For my birthday, we travelled to Washington, D.C. for an evening of dinner and theatre. Dinner was at Jaleo’s (there is a whole new category for blogs some day: restaurant reviews) and the Shakespeare Theatre production Oscar Wilde’s An Ideal Husband. If you have every seen Wilde’s plays, or heard his numerous witticisms, you know that you should start with the title as a bit of sarcasm, thus this husband (and all, perchance) are not ideal.
The plot revolves around youthful error, political scandal, blackmail about revealing the secrets of one’s position in society, and the character’s efforts to keep the presentation of life more evident than the principles of one’s conduct. I do not know whether the script or the pacing of the performance had some weaknesses, but the first 90 min. appeared to struggle between the melodrama of developing the characters and plot twists, and the cutting social comments so often quoted from Wilde. This gave the pace something of a local tram progressing with frequent stops. However, after the intermission, the tram rolled smoothly along to the finish. I will credit the short roll by Floyd King, the servant of the dandy Lord Goring, as pushing the tram over the crest for the downhill ride. King had but one repeated line, more or less, “Yes, M’ lord” but filled the silences before and after with the most hilarious expressions and subtle gestures. The butler always knows what buffoons the masters are.
+ + + + + + +
● EXERCISE REQUIREMENTS:
Translate this sentence from the review of An Ideal Husband into Spanish: "However, after the intermission, the tram rolled smoothly along to the finish."

Pointing dataset records:
+ + + + + + +
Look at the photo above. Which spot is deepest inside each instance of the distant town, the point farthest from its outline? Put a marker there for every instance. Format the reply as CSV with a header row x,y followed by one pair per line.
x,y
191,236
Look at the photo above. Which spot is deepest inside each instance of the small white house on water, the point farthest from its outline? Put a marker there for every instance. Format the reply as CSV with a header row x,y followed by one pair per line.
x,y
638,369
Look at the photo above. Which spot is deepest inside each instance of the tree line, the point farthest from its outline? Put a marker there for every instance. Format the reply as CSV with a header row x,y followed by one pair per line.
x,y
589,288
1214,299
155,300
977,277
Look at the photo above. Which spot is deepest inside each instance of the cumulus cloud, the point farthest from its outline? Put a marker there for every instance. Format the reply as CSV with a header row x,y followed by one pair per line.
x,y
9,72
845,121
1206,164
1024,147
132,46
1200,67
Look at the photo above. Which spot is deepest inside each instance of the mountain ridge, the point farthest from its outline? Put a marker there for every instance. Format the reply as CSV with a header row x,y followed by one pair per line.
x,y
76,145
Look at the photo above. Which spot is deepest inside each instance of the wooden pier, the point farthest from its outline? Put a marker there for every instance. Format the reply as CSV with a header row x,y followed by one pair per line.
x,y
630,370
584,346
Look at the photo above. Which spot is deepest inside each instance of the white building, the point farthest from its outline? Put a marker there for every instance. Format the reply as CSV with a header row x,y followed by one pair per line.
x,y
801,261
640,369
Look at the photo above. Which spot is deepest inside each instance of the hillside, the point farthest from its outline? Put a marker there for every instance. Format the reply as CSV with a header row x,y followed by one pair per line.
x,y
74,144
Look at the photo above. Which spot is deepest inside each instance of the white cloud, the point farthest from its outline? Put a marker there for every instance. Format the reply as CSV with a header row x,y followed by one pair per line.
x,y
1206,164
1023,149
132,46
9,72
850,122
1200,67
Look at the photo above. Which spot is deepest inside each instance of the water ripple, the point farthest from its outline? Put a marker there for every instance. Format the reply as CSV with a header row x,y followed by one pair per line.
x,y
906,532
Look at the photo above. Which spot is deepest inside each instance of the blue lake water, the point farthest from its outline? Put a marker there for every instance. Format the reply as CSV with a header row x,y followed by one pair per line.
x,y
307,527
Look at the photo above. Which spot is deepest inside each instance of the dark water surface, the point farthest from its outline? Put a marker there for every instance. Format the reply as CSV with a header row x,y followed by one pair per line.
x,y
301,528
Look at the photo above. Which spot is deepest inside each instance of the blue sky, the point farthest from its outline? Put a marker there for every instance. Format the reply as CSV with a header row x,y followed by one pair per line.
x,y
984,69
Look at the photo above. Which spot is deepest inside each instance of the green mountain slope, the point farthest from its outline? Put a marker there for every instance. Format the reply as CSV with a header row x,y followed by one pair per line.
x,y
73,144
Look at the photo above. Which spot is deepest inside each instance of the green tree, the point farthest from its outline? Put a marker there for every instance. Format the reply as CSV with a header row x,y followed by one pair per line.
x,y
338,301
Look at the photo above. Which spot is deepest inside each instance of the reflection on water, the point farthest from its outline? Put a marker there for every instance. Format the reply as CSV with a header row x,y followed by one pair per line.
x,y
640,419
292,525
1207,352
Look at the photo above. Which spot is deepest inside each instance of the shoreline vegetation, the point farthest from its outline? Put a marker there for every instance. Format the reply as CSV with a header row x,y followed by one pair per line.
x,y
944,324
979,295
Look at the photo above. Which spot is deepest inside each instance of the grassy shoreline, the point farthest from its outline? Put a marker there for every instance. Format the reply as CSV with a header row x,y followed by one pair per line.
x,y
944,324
+ + + + + + +
● RESPONSE TO THIS TASK:
Sin embargo, después del intermedio, el tranvía avanzó sin tropiezos hasta el final.